Text des Dokuments:
Berliner Republik?

Kommentar Karlsruhe beerdigt den Solidarföderalismus

Das ist eine Zäsur in der bundesdeutschen Nachkriegsordnung - nach dem Karlsruher Richterspruch ist eine Haushaltsnotlage nicht länger dadurch gekennzeichnet, dass ein Land chancenlos in der Zinsfalle sitzt. Eine Haushaltsnotlage ist seit der Abweisung der Klage Berlins erst dann erreicht, wenn ein Land keine Kredite zur Bedienung der Zinsen mehr erhält, also alles öffentliche Vermögen verkauft hat und die gesetzlich vorgeschriebenen Ausgaben nicht mehr tätigen kann. Mit dieser Neuinterpretation der Haushaltsnotlage wurde der Solidarföderalismus juristisch beerdigt und höchstrichterlich der Wettbewerbsföderalismus ausgerufen. Man darf die Entscheidung neoliberal nennen, ohne sich deshalb der Richterschelte verdächtig zu machen. Berlin, so die Richter, sei noch nicht arm und verschuldet genug, um von einer Notlage sprechen zu können. Berlin möge sich bitte selbst helfen.

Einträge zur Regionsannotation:

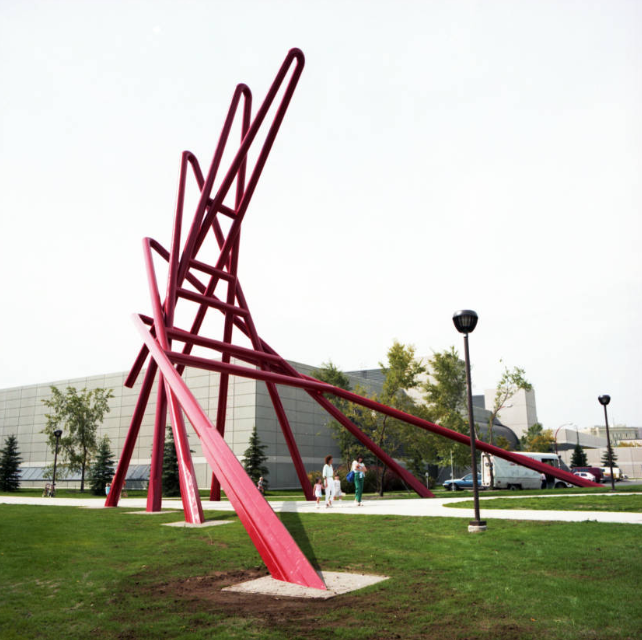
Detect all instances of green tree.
[243,425,270,489]
[484,360,533,444]
[42,386,113,492]
[495,436,511,451]
[0,435,22,491]
[520,422,555,453]
[89,436,114,496]
[314,341,427,495]
[161,425,181,497]
[312,360,364,463]
[423,347,470,466]
[571,442,588,467]
[372,340,426,496]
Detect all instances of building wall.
[0,362,380,488]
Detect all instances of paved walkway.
[0,493,642,524]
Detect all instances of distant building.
[0,362,381,488]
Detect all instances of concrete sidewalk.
[0,493,642,524]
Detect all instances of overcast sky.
[0,0,642,429]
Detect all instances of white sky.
[0,0,642,429]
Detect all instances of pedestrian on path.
[334,474,343,500]
[352,456,367,507]
[314,478,323,509]
[321,456,334,509]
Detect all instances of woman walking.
[321,456,334,508]
[352,456,367,507]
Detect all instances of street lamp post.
[598,394,615,491]
[453,309,486,533]
[51,429,62,496]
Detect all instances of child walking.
[314,478,323,509]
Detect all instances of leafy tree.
[372,340,426,496]
[312,360,364,463]
[89,436,114,496]
[495,436,511,451]
[484,360,533,444]
[42,386,113,492]
[243,425,270,489]
[314,341,428,495]
[161,425,181,497]
[602,445,617,467]
[0,435,22,491]
[571,442,588,467]
[423,347,470,466]
[520,422,555,453]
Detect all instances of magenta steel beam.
[167,351,600,487]
[134,316,326,590]
[143,238,205,524]
[146,374,167,513]
[105,361,158,507]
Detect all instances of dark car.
[571,467,606,482]
[444,473,483,491]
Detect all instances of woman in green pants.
[352,456,367,507]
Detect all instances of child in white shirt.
[314,478,323,509]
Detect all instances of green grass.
[0,505,642,640]
[446,495,642,513]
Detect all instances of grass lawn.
[0,505,642,640]
[446,495,642,513]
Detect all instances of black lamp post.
[598,394,615,491]
[51,429,62,496]
[453,309,486,533]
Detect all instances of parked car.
[571,467,606,482]
[444,473,482,491]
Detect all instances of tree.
[89,436,114,496]
[423,347,470,466]
[372,340,426,496]
[484,360,533,444]
[519,422,555,453]
[161,425,181,497]
[312,360,365,462]
[243,425,270,489]
[602,444,617,467]
[571,442,588,467]
[314,341,428,495]
[42,386,114,492]
[0,435,22,491]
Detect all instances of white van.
[481,451,573,490]
[598,466,622,482]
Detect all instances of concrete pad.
[223,571,388,600]
[125,509,179,516]
[163,520,234,529]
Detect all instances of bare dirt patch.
[138,567,524,640]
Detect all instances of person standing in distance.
[321,456,334,508]
[352,456,367,507]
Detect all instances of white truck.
[599,466,622,482]
[481,451,573,490]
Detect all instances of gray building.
[0,362,381,488]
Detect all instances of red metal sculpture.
[105,49,593,589]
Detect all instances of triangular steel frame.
[105,49,592,589]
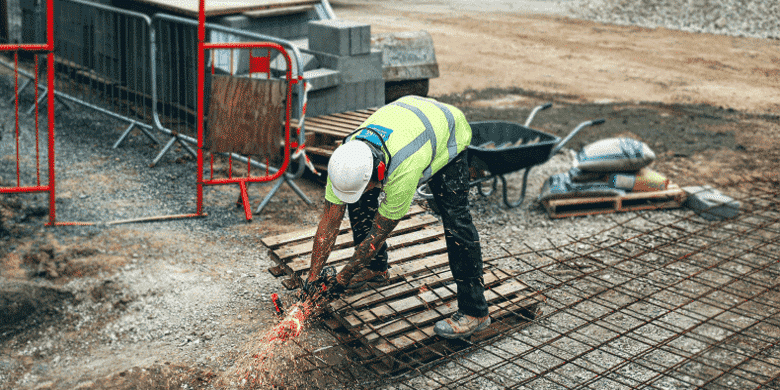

Aufgaben:
1. Beantworten Sie die folgenden Fragen zum Kommentar über das Karlsruher Urteil.
(a) Wann ist eine Haushaltsnotlage nach dem Richterspruch erst erreicht?
(b) Welcher Föderalismus wurde höchstrichterlich ausgerufen?
(c) Wofür ist Berlin nach Ansicht der Richter noch nicht arm und verschuldet genug?
2. Greifen Sie den Kommentar über das Karlsruher Urteil nach seinem letzten Satz auf und schreiben Sie ihn weiter.

Schriftliche Antworten:
1.
(a) Erst wenn ein Land keine Kredite zur Bedienung der Zinsen mehr erhält, also alles öffentliche Vermögen verkauft hat und die gesetzlich vorgeschriebenen Ausgaben nicht mehr tätigen kann.
(b) Der Wettbewerbsföderalismus.
(c) Um von einer Notlage sprechen zu können.

2.
Wie allerdings ein Gemeinwesen in der Lage sein soll, Schulden von über 60 Milliarden Euro abzubauen, wenn der Landesetat pro Jahr knapp 20 Milliarden beträgt und von den Einnahmen nur etwa die Hälfte aus eigener (Steuer-)Kraft generiert wird, haben die Richter zwar nicht im Detail gesagt, aber angedeutet. Berlin leiste sich "Luxus", den andere Bundesländer nicht haben. Dazu zählen auch "Überausstattungen" bei Kultur und Wissenschaft. Und so lange die bestehen, könne Berlin nicht erwarten, dass andere helfen. Der Richterspruch spiegelt eine weit verbreitete Stimmung wieder, der zufolge der Begriff Berliner Republik eigentlich auf den Index gehören müsste. Stoiber, Koch Co. artikulieren ein Ressentiment der alten Bundesrepublik, die mit einer Hauptstadt im Osten nichts anzufangen weiß. Und im Osten selbst regt sich offenbar immer noch alter Berlin-Neid aus DDR-Tagen. Während der Beifall der Länderchefs aus dem wohlhabenderen Südwesten von einer zwar rabiaten, aber durchaus konsequenten Haltung im Verteilungskampf zeugt, ist der Applaus ostdeutscher Ministerpräsidenten mehr als kurzsichtig. Bedient doch Karlsruhe eine Art von föderalem Wettbewerb, der die grundgesetzlich garantierten gleichen Lebensverhältnisse nur noch auf Hartz IV-Niveau anerkannt wissen möchte. In einem solchen Wettbewerb wird vor allem dem gegeben, der schon hat.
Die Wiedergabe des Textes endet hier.